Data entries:
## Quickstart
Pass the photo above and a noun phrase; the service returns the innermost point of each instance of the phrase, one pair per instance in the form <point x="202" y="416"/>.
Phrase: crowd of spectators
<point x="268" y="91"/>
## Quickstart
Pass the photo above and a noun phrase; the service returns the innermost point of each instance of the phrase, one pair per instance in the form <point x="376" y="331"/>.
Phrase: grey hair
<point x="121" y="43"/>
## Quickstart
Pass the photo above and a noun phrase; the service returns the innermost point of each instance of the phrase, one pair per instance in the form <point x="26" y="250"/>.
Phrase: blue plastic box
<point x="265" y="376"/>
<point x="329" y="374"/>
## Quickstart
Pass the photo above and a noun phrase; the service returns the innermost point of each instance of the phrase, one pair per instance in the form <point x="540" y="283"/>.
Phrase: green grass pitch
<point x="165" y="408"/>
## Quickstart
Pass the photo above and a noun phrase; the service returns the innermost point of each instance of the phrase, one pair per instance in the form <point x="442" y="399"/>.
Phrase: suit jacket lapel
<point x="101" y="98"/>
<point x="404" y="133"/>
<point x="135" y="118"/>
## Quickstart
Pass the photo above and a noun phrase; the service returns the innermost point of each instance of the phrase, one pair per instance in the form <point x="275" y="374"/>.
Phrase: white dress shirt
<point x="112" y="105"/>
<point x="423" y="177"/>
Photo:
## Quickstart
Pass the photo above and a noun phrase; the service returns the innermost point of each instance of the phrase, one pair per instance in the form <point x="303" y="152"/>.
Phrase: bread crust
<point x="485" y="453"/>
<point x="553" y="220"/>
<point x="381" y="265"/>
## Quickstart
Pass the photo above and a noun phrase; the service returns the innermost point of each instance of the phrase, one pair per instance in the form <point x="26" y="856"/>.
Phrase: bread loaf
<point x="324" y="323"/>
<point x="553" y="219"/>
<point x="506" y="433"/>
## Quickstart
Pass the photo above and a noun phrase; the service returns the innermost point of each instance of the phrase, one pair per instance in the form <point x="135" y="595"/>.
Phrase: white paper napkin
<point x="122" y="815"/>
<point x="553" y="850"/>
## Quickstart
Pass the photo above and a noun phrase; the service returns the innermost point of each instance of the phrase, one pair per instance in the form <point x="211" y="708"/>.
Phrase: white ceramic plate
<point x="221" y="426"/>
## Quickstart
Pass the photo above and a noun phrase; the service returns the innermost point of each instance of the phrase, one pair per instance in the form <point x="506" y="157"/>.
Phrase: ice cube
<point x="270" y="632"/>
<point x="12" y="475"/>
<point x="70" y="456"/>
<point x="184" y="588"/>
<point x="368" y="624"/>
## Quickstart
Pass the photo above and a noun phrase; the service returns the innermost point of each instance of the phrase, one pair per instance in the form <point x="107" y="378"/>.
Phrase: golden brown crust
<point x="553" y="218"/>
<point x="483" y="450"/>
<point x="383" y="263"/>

#### AIM OF THE EXERCISE:
Extract the full set of entries word for word.

#### YOUR SOLUTION:
## Quickstart
Pass the photo above and a noun phrase; the service returns the innermost point of each instance of the phrase, one pair per instance in the form <point x="202" y="416"/>.
Phrase: crowd of spectators
<point x="268" y="91"/>
## Quickstart
Pass the photo above and a noun phrase; the service returns the innermost point of each instance of the phrase, one pair per instance in the form <point x="376" y="331"/>.
Phrase: grey hair
<point x="121" y="43"/>
## Quickstart
Pass the photo above and a noun phrase; the service returns the innermost point of each instance of the phrase, one pair per instance in the form <point x="26" y="250"/>.
Phrase: blue plastic box
<point x="265" y="376"/>
<point x="329" y="374"/>
## Quickstart
Pass the photo above and a noun phrase; the service returns the innermost point of each instance of the phrase, one pair per instance in the form <point x="540" y="283"/>.
Phrase: green grass pitch
<point x="165" y="408"/>
## Quickstart
Pass the photo above and a noun phrase; the service returns the innermost point of each instance of the phrase, one pair per instance in the form <point x="442" y="399"/>.
Phrase: suit jacket lapel
<point x="101" y="98"/>
<point x="404" y="133"/>
<point x="135" y="118"/>
## Quickstart
Pass the photo above and a noun phrase; the service returns the innermost point of each instance of the phrase, one pair per instance in the form <point x="275" y="374"/>.
Phrase: white dress shirt
<point x="112" y="105"/>
<point x="423" y="177"/>
Photo:
## Quickstart
Pass the photo above and a noun phrase; the service returns the innermost point of each instance of the phrase, one pair per instance in the form <point x="303" y="152"/>.
Phrase: bread crust
<point x="485" y="453"/>
<point x="553" y="220"/>
<point x="381" y="265"/>
## Quickstart
Pass the photo above and a noun phrase; the service returns the innermost point of each instance of the phrase, one pair per instance in the form <point x="26" y="856"/>.
Phrase: bread loaf
<point x="324" y="323"/>
<point x="553" y="219"/>
<point x="506" y="433"/>
## Quickstart
Pass the photo above and a noun phrase; the service returns the innermost point of each instance of the phrase, one pair per instance in the form <point x="135" y="595"/>.
Phrase: white paper napkin
<point x="122" y="815"/>
<point x="553" y="850"/>
## Quickstart
Pass the photo above and a noun phrase; the service returns the innermost point of each instance of the phrase, one pair per instance in the form <point x="211" y="708"/>.
Phrase: white ceramic plate
<point x="221" y="426"/>
## Quickstart
Pass the photo above and a noun phrase; the service returns the innermost point of each instance of the phrase, one pair per instance in the form <point x="506" y="157"/>.
Phrase: ice cube
<point x="270" y="632"/>
<point x="12" y="475"/>
<point x="70" y="456"/>
<point x="184" y="588"/>
<point x="368" y="624"/>
## Quickstart
Pass the photo above and a noun phrase; the service returns the innermost point of each instance of the phrase, one pair per instance in the form <point x="107" y="378"/>.
Phrase: golden brown crust
<point x="553" y="218"/>
<point x="483" y="450"/>
<point x="383" y="263"/>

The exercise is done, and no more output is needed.